-- EXERCISE MATERIAL follows --
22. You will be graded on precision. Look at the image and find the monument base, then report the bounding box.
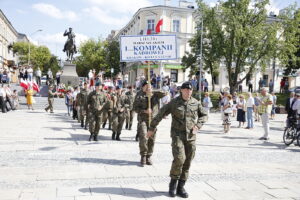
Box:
[60,62,79,86]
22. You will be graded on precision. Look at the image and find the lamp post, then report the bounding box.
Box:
[198,15,204,101]
[28,29,42,66]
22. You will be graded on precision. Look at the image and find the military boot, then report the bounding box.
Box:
[146,155,152,165]
[135,133,139,141]
[125,123,128,129]
[93,135,98,141]
[140,156,146,167]
[81,120,84,128]
[176,180,188,198]
[108,124,111,130]
[116,132,121,141]
[89,133,93,141]
[112,131,116,140]
[102,122,106,129]
[169,179,178,197]
[129,124,132,130]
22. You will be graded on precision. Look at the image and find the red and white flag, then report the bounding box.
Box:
[155,17,163,33]
[32,80,40,92]
[20,79,29,90]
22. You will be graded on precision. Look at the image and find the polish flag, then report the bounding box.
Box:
[155,18,163,33]
[32,80,40,92]
[20,79,29,90]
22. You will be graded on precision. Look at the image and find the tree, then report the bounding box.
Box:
[75,38,107,77]
[279,7,300,76]
[190,0,298,94]
[12,42,52,71]
[182,3,223,91]
[104,40,121,77]
[44,55,61,75]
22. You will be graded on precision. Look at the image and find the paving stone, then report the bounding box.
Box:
[264,189,300,198]
[206,181,242,191]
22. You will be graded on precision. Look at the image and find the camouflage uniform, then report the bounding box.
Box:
[133,90,166,164]
[45,88,54,113]
[148,92,207,198]
[87,90,107,141]
[149,95,207,180]
[112,92,129,140]
[102,91,114,130]
[76,88,89,128]
[125,90,135,130]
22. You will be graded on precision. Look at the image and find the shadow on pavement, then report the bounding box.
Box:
[44,133,88,141]
[79,187,168,198]
[221,136,255,140]
[200,130,222,135]
[39,146,58,151]
[71,157,140,166]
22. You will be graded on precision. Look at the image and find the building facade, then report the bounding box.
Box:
[0,9,19,69]
[114,3,197,85]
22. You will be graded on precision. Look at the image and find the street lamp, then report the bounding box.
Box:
[196,14,204,101]
[28,29,43,66]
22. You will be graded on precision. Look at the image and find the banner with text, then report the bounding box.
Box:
[120,35,177,62]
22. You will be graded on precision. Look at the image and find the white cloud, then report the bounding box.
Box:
[32,3,78,21]
[83,7,130,26]
[87,0,153,13]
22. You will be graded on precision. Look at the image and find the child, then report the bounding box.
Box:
[12,89,19,109]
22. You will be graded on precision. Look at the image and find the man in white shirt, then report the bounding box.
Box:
[246,92,255,129]
[27,67,33,81]
[292,93,300,115]
[35,67,42,85]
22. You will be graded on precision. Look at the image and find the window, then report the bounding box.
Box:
[173,20,180,32]
[147,19,155,32]
[171,69,178,82]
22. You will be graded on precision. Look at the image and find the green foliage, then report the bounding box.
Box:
[75,38,107,77]
[12,42,52,71]
[75,38,121,77]
[44,55,61,75]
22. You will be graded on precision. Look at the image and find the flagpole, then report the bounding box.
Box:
[147,62,151,127]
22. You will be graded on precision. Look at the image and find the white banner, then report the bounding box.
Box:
[120,35,177,62]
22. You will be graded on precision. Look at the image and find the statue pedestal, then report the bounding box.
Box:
[60,62,79,86]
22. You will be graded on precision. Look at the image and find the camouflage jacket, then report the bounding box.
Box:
[125,91,135,110]
[87,90,107,115]
[48,90,54,98]
[77,89,89,109]
[103,92,114,111]
[149,95,207,141]
[133,90,166,122]
[112,93,130,114]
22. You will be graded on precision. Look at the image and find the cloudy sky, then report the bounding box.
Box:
[1,0,298,60]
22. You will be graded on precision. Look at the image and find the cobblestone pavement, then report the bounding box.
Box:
[0,109,300,200]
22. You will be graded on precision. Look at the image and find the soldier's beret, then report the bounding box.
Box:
[141,80,149,87]
[181,82,192,90]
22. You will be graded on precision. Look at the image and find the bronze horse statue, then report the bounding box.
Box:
[63,28,77,62]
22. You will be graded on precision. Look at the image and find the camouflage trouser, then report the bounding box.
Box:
[112,112,125,133]
[170,136,196,181]
[138,120,156,156]
[89,113,102,136]
[78,106,86,122]
[102,110,113,127]
[45,98,54,112]
[125,109,135,127]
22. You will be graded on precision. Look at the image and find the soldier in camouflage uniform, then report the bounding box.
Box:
[87,82,107,141]
[102,86,114,130]
[125,85,135,130]
[76,82,89,128]
[147,82,207,198]
[45,85,55,113]
[133,80,166,166]
[112,86,129,141]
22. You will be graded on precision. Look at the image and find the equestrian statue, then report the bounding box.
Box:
[63,27,77,62]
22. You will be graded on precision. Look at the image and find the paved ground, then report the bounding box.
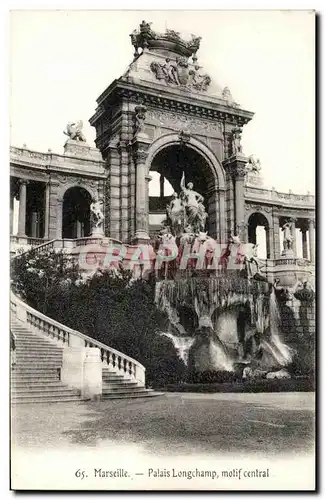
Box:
[11,392,315,457]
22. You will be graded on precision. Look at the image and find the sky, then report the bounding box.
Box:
[9,9,315,194]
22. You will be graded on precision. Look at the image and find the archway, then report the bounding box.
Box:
[62,187,92,239]
[148,142,221,238]
[248,212,270,259]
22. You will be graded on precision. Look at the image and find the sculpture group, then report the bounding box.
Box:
[63,120,87,142]
[151,58,211,91]
[165,172,208,237]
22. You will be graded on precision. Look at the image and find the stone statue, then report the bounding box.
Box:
[222,86,232,100]
[63,121,87,142]
[90,199,104,228]
[166,192,186,237]
[165,29,181,41]
[150,56,210,91]
[245,154,261,173]
[282,221,294,251]
[162,58,179,84]
[180,172,207,234]
[134,104,147,135]
[243,244,260,278]
[175,56,189,86]
[139,20,154,37]
[231,127,242,155]
[180,225,195,247]
[198,198,208,231]
[187,34,202,52]
[189,64,211,91]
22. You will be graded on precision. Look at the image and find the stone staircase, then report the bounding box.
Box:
[11,320,81,404]
[11,318,161,404]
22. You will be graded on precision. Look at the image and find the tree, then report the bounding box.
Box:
[11,254,186,387]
-- EXERCISE MATERIAL concluded --
Up to and including the line containing "the camouflage uniform, then report the bounding box.", quote each line of the entries above from the very first, please, exactly and without images.

22. You will be graded on precision. Look at the image and find the monument base, then report the bounding box.
Box:
[60,62,79,86]
22. You will be graded on precision. Look at the image and find the lamp post, then report the bounding box.
Box:
[198,15,204,101]
[28,29,42,66]
22. You will be graded on precision. Look at the image and find the military boot, then report the bounding box.
Box:
[146,155,152,165]
[135,133,139,141]
[125,123,128,129]
[93,135,98,141]
[140,156,146,167]
[81,120,84,128]
[176,180,188,198]
[108,124,111,130]
[116,132,121,141]
[89,133,93,141]
[112,131,116,140]
[102,122,106,129]
[169,179,178,197]
[129,124,132,130]
22. You will be graded on precision. Look at the image and find the red and white flag, then report the bounding box.
Box:
[155,17,163,33]
[32,80,40,92]
[20,79,29,90]
22. You will be graded on precision. Look at the image and find the polish flag, then report the bounding box.
Box:
[155,18,163,33]
[32,80,40,92]
[20,79,29,90]
22. You will be graded on precision. Look at the image and find the tree, then report the bounding box.
Box:
[75,38,107,77]
[279,7,300,76]
[190,0,298,94]
[12,42,52,71]
[182,3,223,91]
[104,40,121,77]
[44,55,61,75]
22. You will be graded on precision. Look at the image and find the paving stone, then report the bounding box.
Box:
[264,189,300,198]
[206,181,242,191]
22. You will be graded on precision. Look at the image and find the camouflage uniform, then report the bounding box.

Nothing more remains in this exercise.